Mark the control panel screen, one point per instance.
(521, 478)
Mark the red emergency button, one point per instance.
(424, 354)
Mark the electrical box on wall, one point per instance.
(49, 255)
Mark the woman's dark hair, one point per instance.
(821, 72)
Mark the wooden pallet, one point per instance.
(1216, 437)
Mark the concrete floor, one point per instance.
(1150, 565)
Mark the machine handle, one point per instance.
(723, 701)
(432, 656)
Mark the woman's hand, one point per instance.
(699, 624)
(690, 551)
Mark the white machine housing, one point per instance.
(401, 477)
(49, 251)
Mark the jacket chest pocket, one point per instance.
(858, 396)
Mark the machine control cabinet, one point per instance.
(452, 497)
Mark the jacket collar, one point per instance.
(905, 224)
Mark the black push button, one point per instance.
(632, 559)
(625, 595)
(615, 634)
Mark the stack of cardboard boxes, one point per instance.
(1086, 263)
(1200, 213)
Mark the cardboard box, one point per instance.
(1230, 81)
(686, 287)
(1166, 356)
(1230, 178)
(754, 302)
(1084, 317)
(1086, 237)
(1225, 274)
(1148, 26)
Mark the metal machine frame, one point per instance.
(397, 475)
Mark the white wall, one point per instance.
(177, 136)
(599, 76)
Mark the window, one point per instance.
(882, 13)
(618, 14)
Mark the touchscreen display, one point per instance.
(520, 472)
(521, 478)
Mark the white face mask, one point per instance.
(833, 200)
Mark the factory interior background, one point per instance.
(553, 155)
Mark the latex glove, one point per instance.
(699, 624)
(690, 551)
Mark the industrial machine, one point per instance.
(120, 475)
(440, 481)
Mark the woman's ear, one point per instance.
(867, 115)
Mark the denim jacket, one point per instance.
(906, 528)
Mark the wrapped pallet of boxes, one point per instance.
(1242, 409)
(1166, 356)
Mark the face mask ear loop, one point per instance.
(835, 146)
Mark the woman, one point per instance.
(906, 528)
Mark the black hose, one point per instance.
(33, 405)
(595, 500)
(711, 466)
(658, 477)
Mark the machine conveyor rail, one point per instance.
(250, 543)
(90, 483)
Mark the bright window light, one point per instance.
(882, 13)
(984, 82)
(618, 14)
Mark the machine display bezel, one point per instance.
★ ★ ★ ★ ★
Word for word, write out each of the records above.

The answer:
Mark the control panel screen, one point per instance.
(521, 478)
Mark the red emergency button, one point per instance.
(424, 354)
Mark the electrical box on wall, one point per instance.
(49, 255)
Mark the woman's dark hair, one point per instance.
(821, 72)
Mark the wooden pallet, one point per instance.
(1216, 437)
Mark the concrete floor, one point per instance.
(1150, 565)
Mark the machine handle, one point per instance.
(723, 701)
(432, 656)
Mark the woman's hand, one point per instance.
(699, 624)
(690, 551)
Mark the white machine housing, one point per instance.
(401, 477)
(49, 251)
Mark the jacket chest pocket, one point per instance.
(858, 396)
Mark the machine control cabinet, one point per instance.
(452, 497)
Mark the jacket collar, one point per instance.
(905, 224)
Mark the black push button, one point per instance.
(632, 559)
(625, 595)
(615, 634)
Mark the stack of cardboard boxes, one point per instance.
(1086, 263)
(1200, 213)
Mark the cardboard box, one point per instance.
(1230, 81)
(686, 287)
(1166, 356)
(1230, 178)
(754, 302)
(1084, 317)
(1086, 237)
(1225, 274)
(1148, 26)
Mark the metal machine frame, one point per instance.
(397, 475)
Mark the white wall, one point per instance.
(177, 136)
(599, 76)
Mark the window, one point per instance.
(882, 13)
(618, 14)
Mark the touchscreen display, one point per instance.
(520, 472)
(521, 478)
Mark the white face mask, one point per instance.
(833, 200)
Mark the factory interior background, one point per instance.
(553, 155)
Mark the latex glove, one point per instance.
(699, 624)
(690, 551)
Mark the industrial machine, one point per instance.
(120, 475)
(440, 481)
Mark the woman's ear, one point per instance.
(867, 115)
Mark the denim jacket, one point per instance.
(906, 528)
Mark the wrapped pallet of boxes, one point per instance.
(1242, 409)
(1166, 356)
Mark the face mask ear loop, one point per instance.
(835, 146)
Mark the woman, one point per instance.
(906, 528)
Mark the black hose, one point per instance.
(33, 405)
(595, 500)
(711, 466)
(658, 477)
Mark the machine conveyor rail, one point per instance.
(250, 543)
(90, 483)
Mark the bright window light, one point per instance.
(882, 13)
(984, 82)
(618, 14)
Mark the machine display bezel, one point per instance.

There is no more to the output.